WORKING DATA:
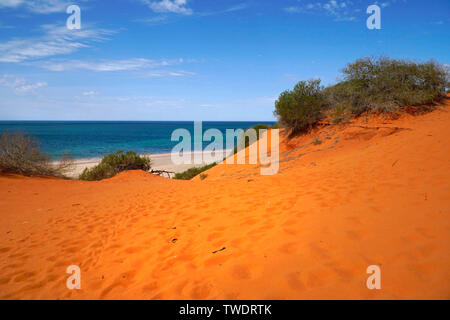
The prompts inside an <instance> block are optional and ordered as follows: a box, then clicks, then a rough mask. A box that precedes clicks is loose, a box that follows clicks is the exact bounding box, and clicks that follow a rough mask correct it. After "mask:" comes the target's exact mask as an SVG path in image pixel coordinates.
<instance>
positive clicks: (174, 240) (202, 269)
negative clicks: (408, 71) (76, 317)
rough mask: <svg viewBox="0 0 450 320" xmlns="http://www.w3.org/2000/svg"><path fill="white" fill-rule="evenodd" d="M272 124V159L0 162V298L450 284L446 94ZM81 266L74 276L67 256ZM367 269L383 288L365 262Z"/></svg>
mask: <svg viewBox="0 0 450 320" xmlns="http://www.w3.org/2000/svg"><path fill="white" fill-rule="evenodd" d="M443 104H445V106H444V105H441V108H439V109H438V110H436V111H434V112H431V113H428V114H424V115H420V116H412V115H407V114H404V115H402V116H401V117H400V118H399V119H396V120H389V119H383V118H368V119H365V118H360V119H358V120H354V121H352V122H351V123H350V124H348V125H345V126H337V125H335V126H322V127H319V128H317V129H316V130H315V131H313V132H312V133H311V134H309V135H305V136H300V137H296V138H293V139H286V137H285V136H284V135H283V134H282V135H281V138H282V139H281V145H280V171H279V173H278V174H277V175H273V176H261V175H260V174H259V167H258V165H218V166H216V167H214V168H212V169H210V170H209V171H207V172H206V173H207V174H208V176H207V177H206V179H204V180H200V179H194V180H192V181H177V180H169V179H165V178H161V177H157V176H154V175H151V174H148V173H145V172H140V171H129V172H125V173H121V174H119V175H117V176H116V177H113V178H111V179H108V180H104V181H99V182H82V181H68V180H60V179H50V178H39V177H32V178H27V177H20V176H14V175H12V176H0V219H1V223H0V233H1V234H2V237H0V268H1V270H2V274H1V276H0V298H2V299H141V298H143V299H314V298H320V299H323V298H331V299H333V298H337V299H347V298H348V299H418V298H425V299H431V298H437V299H448V298H450V255H449V252H450V218H449V214H450V195H449V191H448V190H450V182H449V181H450V162H449V159H450V149H449V147H448V145H447V142H448V137H449V136H450V113H449V112H448V106H449V102H448V99H445V100H444V102H443ZM69 265H78V266H79V267H80V268H81V277H82V278H81V279H82V287H81V290H68V289H67V288H66V279H67V277H68V276H69V275H68V274H66V268H67V267H68V266H69ZM370 265H378V266H380V268H381V288H382V289H381V290H368V289H367V287H366V279H367V277H368V276H369V275H368V274H367V273H366V269H367V267H368V266H370Z"/></svg>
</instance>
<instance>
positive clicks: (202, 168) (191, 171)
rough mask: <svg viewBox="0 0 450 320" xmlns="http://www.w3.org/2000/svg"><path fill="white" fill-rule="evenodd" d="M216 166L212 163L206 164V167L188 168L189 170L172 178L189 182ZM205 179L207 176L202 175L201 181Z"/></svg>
mask: <svg viewBox="0 0 450 320" xmlns="http://www.w3.org/2000/svg"><path fill="white" fill-rule="evenodd" d="M216 165H217V163H216V162H213V163H211V164H208V165H206V166H203V167H195V168H190V169H187V170H186V171H183V172H179V173H176V174H175V176H174V177H173V178H174V179H177V180H191V179H192V178H194V177H195V176H197V175H199V174H201V173H202V172H204V171H206V170H209V169H211V168H212V167H214V166H216ZM206 177H207V175H203V176H201V177H200V178H201V179H202V180H203V179H205V178H206Z"/></svg>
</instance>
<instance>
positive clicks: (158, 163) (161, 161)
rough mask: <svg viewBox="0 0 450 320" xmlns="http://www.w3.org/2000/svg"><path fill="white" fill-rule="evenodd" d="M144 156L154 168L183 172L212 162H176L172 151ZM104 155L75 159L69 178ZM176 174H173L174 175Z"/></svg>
mask: <svg viewBox="0 0 450 320" xmlns="http://www.w3.org/2000/svg"><path fill="white" fill-rule="evenodd" d="M231 151H232V150H229V149H224V150H217V152H221V153H222V155H223V157H221V158H224V157H227V156H228V155H229V153H230V152H231ZM203 152H204V151H194V152H189V155H190V156H191V159H192V160H193V156H194V155H195V154H199V153H203ZM141 155H142V156H148V157H150V159H151V160H152V169H154V170H165V171H169V172H173V173H179V172H183V171H185V170H187V169H189V168H193V167H198V166H202V165H207V164H210V163H211V162H210V161H208V162H206V161H203V162H202V163H201V164H194V163H193V162H194V161H191V164H174V163H173V162H172V159H171V153H155V154H153V153H152V154H141ZM101 160H102V157H95V158H84V159H74V164H73V168H72V169H71V170H70V171H69V172H67V173H66V175H67V176H68V177H69V178H74V179H77V178H78V176H79V175H80V174H81V173H82V172H83V170H84V169H85V168H92V167H94V166H96V165H97V164H99V163H100V161H101ZM52 163H53V164H58V163H60V161H52ZM173 175H174V174H171V176H173Z"/></svg>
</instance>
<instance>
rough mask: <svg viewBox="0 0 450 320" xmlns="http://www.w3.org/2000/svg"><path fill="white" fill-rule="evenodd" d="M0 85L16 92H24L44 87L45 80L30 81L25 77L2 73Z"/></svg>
mask: <svg viewBox="0 0 450 320" xmlns="http://www.w3.org/2000/svg"><path fill="white" fill-rule="evenodd" d="M0 85H2V86H5V87H8V88H11V89H13V91H14V93H16V94H24V93H29V92H34V91H35V90H36V89H39V88H42V87H46V86H47V82H35V83H30V82H29V81H28V80H26V79H25V78H22V77H16V76H13V75H9V74H4V75H2V76H1V77H0Z"/></svg>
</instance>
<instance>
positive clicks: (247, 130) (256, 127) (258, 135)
mask: <svg viewBox="0 0 450 320" xmlns="http://www.w3.org/2000/svg"><path fill="white" fill-rule="evenodd" d="M250 129H253V130H255V132H256V140H259V134H260V132H259V130H269V129H270V126H269V125H267V124H257V125H254V126H253V127H250V128H248V129H246V130H245V131H244V133H243V134H241V135H240V136H239V138H238V145H239V141H242V139H245V142H244V148H247V147H248V146H249V145H250V138H249V137H247V136H246V133H247V132H248V130H250ZM237 149H238V146H235V147H234V149H233V154H236V153H237V151H238V150H237Z"/></svg>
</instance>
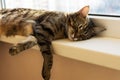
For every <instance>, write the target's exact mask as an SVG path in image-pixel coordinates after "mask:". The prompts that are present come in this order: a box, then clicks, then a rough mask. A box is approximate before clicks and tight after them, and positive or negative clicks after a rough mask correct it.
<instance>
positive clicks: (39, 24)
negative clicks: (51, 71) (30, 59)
mask: <svg viewBox="0 0 120 80" xmlns="http://www.w3.org/2000/svg"><path fill="white" fill-rule="evenodd" d="M88 12H89V6H85V7H83V8H82V9H81V10H79V11H78V12H74V13H69V14H65V13H62V12H53V11H45V10H33V9H25V8H17V9H3V10H1V11H0V36H1V35H5V36H8V37H9V36H15V35H22V36H27V37H28V38H27V39H26V40H25V41H22V42H20V43H18V44H17V45H15V46H13V47H12V48H11V49H10V54H11V55H15V54H18V53H19V52H21V51H23V50H26V49H28V48H30V47H32V46H34V45H36V44H38V46H39V47H40V51H41V53H42V56H43V58H44V62H43V69H42V76H43V78H44V80H50V71H51V68H52V64H53V50H52V45H51V41H52V40H56V39H63V38H67V37H68V38H69V39H70V40H72V41H81V40H86V39H89V38H91V37H93V36H95V35H96V34H98V33H100V32H102V31H104V30H105V28H104V27H97V26H95V24H94V23H93V22H92V21H91V20H90V19H89V18H88V17H87V15H88Z"/></svg>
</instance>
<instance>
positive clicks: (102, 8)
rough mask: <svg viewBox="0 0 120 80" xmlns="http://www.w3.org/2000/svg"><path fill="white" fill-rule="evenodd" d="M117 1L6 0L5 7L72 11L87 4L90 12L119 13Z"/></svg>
mask: <svg viewBox="0 0 120 80" xmlns="http://www.w3.org/2000/svg"><path fill="white" fill-rule="evenodd" d="M119 3H120V0H6V7H7V8H15V7H24V8H35V9H48V10H56V11H65V12H74V11H77V10H79V9H81V8H82V7H83V6H85V5H89V6H90V13H91V14H107V15H120V5H119Z"/></svg>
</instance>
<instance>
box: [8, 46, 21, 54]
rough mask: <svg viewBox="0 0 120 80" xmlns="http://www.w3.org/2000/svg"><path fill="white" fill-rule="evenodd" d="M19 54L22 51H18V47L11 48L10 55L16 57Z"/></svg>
mask: <svg viewBox="0 0 120 80" xmlns="http://www.w3.org/2000/svg"><path fill="white" fill-rule="evenodd" d="M19 52H20V51H19V49H18V47H17V46H13V47H11V48H10V49H9V54H10V55H12V56H14V55H16V54H17V53H19Z"/></svg>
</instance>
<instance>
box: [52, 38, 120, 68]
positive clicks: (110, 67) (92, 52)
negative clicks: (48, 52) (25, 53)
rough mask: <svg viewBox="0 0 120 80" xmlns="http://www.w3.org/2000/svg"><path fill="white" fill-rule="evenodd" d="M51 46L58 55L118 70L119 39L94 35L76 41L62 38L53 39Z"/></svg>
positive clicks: (119, 59) (119, 64)
mask: <svg viewBox="0 0 120 80" xmlns="http://www.w3.org/2000/svg"><path fill="white" fill-rule="evenodd" d="M53 47H54V50H55V53H56V54H58V55H61V56H64V57H68V58H72V59H76V60H80V61H85V62H88V63H92V64H97V65H100V66H104V67H109V68H112V69H116V70H120V39H115V38H108V37H95V38H92V39H89V40H85V41H78V42H71V41H69V40H67V39H63V40H57V41H54V42H53Z"/></svg>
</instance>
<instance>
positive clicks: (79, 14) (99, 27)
mask: <svg viewBox="0 0 120 80" xmlns="http://www.w3.org/2000/svg"><path fill="white" fill-rule="evenodd" d="M88 12H89V6H85V7H83V8H82V9H81V10H79V11H78V12H75V13H71V14H68V16H67V30H68V31H67V32H68V38H69V39H70V40H73V41H78V40H85V39H89V38H91V37H93V36H94V35H96V34H98V33H99V32H102V31H104V30H105V28H104V27H97V26H95V25H94V23H93V22H92V21H91V20H89V19H88V17H87V15H88Z"/></svg>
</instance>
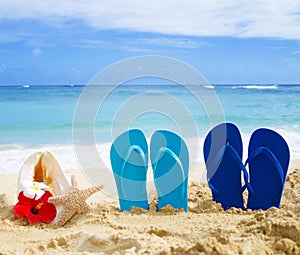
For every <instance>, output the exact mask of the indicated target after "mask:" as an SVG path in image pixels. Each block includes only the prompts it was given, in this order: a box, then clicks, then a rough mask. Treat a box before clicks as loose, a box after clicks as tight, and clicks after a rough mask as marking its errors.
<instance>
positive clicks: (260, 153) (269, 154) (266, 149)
mask: <svg viewBox="0 0 300 255" xmlns="http://www.w3.org/2000/svg"><path fill="white" fill-rule="evenodd" d="M261 154H264V155H265V156H266V157H267V158H268V159H269V160H270V162H271V163H272V164H273V165H274V166H275V168H276V170H277V172H278V174H279V176H280V179H281V183H282V185H283V184H284V182H285V176H284V172H283V169H282V167H281V164H280V162H279V161H278V159H277V158H276V156H275V155H274V154H273V152H272V151H271V150H270V149H269V148H267V147H265V146H261V147H258V148H256V149H255V150H254V151H253V152H252V153H251V154H250V156H249V157H248V159H247V160H246V163H245V165H247V164H249V162H250V161H252V160H253V159H254V158H256V157H257V156H259V155H261ZM249 186H250V184H249ZM250 187H251V186H250ZM251 189H252V191H251V192H249V193H250V194H251V195H252V196H253V197H255V192H254V190H253V188H252V187H251ZM276 196H277V195H276Z"/></svg>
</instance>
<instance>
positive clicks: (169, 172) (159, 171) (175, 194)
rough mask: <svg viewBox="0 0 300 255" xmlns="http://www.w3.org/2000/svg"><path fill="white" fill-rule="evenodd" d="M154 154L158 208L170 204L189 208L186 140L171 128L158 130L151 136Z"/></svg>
mask: <svg viewBox="0 0 300 255" xmlns="http://www.w3.org/2000/svg"><path fill="white" fill-rule="evenodd" d="M150 157H151V162H152V169H153V176H154V183H155V187H156V189H157V193H158V211H160V210H161V208H163V207H165V206H166V205H168V204H169V205H171V206H173V207H174V208H177V209H182V208H183V209H184V210H185V211H188V192H187V187H188V173H189V153H188V149H187V146H186V144H185V142H184V141H183V139H182V138H181V137H180V136H178V135H177V134H175V133H173V132H170V131H166V130H158V131H156V132H155V133H154V134H153V135H152V137H151V144H150Z"/></svg>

THE PROBLEM:
Copy the data word for word, starting at its beginning and stopping after the line that contains "124V159L0 162V298L450 284L446". Leave the picture out.

ANSWER BOX:
The prompts inside an <instance> block are optional and ordered as follows: a box, then clicks, then a rough mask. A box that precedes clicks is loose, a box that follows clicks is the exact bounding box, and clicks that follow a rough mask correct it. After "mask:" comes the target's exact mask as an SVG path in image pixel coordinates.
<instance>
positive clicks: (174, 240) (202, 269)
negative clicks: (408, 71) (76, 317)
rough mask: <svg viewBox="0 0 450 320" xmlns="http://www.w3.org/2000/svg"><path fill="white" fill-rule="evenodd" d="M272 124V159L0 162V298L450 284L446 94ZM81 266L74 276L67 256ZM367 269L383 288L365 262Z"/></svg>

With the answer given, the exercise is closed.